Work required:
The span to repeat in the listing below runs from the line containing "Phrase: white towel tucked in waistband" to the line containing "Phrase: stadium wall", inclusive. Repeat it exactly, and only it.

Data shown:
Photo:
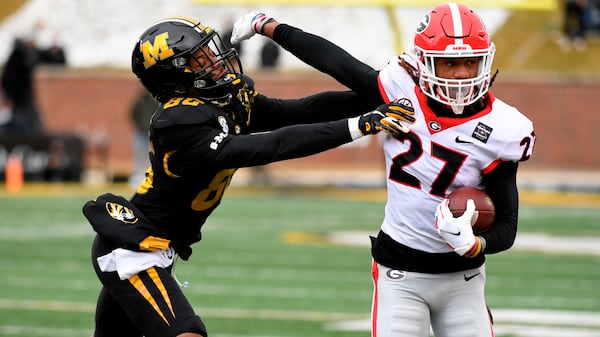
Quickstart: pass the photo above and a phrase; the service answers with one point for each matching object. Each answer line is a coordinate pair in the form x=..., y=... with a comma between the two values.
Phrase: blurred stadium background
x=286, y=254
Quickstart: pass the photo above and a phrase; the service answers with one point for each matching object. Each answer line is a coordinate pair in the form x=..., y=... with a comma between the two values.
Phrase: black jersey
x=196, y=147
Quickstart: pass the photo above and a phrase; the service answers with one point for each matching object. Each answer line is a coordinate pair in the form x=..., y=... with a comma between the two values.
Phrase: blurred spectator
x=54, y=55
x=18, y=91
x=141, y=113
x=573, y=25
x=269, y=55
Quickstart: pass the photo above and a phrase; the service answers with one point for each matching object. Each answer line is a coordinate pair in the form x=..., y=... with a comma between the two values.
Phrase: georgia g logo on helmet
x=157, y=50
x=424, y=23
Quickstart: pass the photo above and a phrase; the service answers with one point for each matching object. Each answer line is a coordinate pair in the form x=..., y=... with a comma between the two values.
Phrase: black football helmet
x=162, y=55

---

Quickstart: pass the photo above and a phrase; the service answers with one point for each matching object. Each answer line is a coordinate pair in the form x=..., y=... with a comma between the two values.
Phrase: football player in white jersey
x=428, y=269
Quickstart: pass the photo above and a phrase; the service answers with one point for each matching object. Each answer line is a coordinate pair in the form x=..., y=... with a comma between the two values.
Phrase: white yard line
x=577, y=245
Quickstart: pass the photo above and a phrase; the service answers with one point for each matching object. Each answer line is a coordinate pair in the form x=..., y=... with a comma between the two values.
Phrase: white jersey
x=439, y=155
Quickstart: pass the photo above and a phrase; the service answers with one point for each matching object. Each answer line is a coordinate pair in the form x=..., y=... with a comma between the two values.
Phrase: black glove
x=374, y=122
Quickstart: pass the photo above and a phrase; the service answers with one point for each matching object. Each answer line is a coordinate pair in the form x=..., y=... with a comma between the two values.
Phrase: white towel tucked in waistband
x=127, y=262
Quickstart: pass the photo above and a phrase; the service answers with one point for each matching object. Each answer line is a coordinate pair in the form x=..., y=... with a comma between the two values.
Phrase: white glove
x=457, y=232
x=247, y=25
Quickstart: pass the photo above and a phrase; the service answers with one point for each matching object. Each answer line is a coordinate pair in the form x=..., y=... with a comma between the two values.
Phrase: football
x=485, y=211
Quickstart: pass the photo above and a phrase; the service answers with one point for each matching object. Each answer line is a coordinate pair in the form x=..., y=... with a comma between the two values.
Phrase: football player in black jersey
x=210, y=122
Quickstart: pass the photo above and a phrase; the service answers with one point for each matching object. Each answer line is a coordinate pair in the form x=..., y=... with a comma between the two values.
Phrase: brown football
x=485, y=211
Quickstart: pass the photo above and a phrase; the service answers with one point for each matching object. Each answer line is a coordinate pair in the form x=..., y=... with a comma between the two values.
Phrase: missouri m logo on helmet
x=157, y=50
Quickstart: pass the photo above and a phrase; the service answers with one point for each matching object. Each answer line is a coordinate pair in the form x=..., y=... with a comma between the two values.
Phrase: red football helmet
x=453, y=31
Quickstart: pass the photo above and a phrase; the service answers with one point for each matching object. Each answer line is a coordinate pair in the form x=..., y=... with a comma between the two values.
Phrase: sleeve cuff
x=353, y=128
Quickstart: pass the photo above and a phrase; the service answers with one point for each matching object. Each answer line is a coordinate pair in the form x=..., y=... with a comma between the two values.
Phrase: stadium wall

--

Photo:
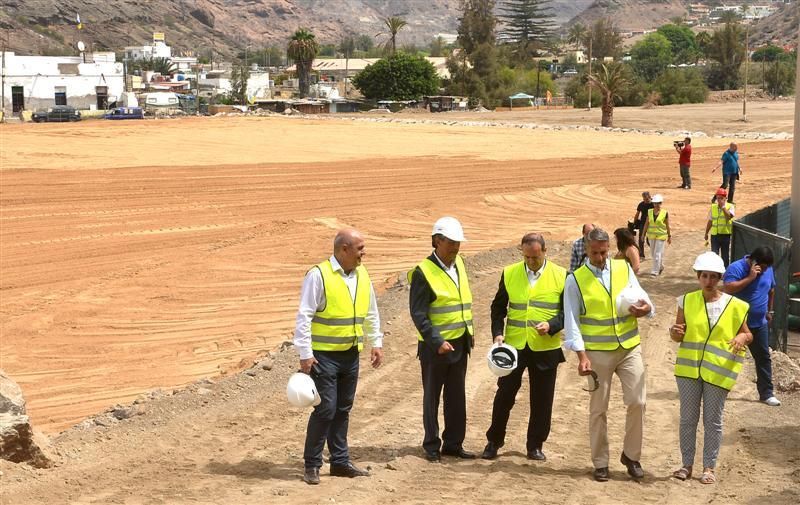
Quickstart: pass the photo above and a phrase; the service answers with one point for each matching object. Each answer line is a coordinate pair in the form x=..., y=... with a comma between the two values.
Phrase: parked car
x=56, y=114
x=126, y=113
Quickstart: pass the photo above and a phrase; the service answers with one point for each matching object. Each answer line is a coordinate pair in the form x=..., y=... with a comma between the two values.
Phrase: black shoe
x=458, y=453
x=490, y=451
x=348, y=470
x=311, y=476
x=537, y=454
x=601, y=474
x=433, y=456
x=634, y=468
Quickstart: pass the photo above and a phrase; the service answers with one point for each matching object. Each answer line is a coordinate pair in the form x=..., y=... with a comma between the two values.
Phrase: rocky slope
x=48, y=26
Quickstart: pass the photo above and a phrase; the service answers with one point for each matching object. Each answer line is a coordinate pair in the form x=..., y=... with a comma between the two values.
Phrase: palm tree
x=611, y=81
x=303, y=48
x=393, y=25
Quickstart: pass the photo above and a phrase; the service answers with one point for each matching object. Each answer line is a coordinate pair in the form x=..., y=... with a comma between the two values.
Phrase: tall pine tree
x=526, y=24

Your response:
Phrase: white towel tucked in waistband
x=127, y=262
Quickstart: pass the photo above and a phrase; the service answers with one point for each matching object. Each answer line is a coordinate pair in the form x=..., y=... with a comma between the two values.
Phrase: white glove
x=457, y=232
x=247, y=25
Quickstart: pass the photo above and a phrase; the service answers with one point for each matching object. Each answer line is a coordinate pair in the form x=..., y=... with a comma between the two values.
Phrase: football
x=485, y=211
Quickstart: pass the photo above and a phrase; the service answers with one point for each matching object. Each answer line is a coordinate pair in the form x=..., y=... with a comma between the two values.
Phrase: football player in black jersey
x=210, y=122
Quickstart: pass the photo above and a phrase; the service answers with one point for each matching object. Each answer line is a coordinate pair in the form x=..., y=... with a comma between the two values.
Phrase: brown football
x=485, y=211
Quickstart: pass the photo above and a phrase; the service answers with one point for each matching object. Each answer line is a coordinate pair in the form x=..., y=... with a comma between the two values.
Phrase: missouri m logo on helmet
x=157, y=50
Quickstart: pass the photo above and a phrase; the service answers with one point for each matching object. Each answer line is a coordinate pair in the form x=..., y=... with a comma between the two values.
Phrase: red football helmet
x=453, y=31
Quickstart: pass the photo above and a phrase; the service answers with one point for each matching object. Each answer line is a coordinate pair in the form x=..., y=... with a comma between the two values.
Phrase: sleeve cuff
x=353, y=128
Quickstart: pass the photo above and a phrase; the service answers with one point for each matching object. Each answer line is a coordinate pair in the form x=..., y=... with a comma between the two values.
Phrase: stadium wall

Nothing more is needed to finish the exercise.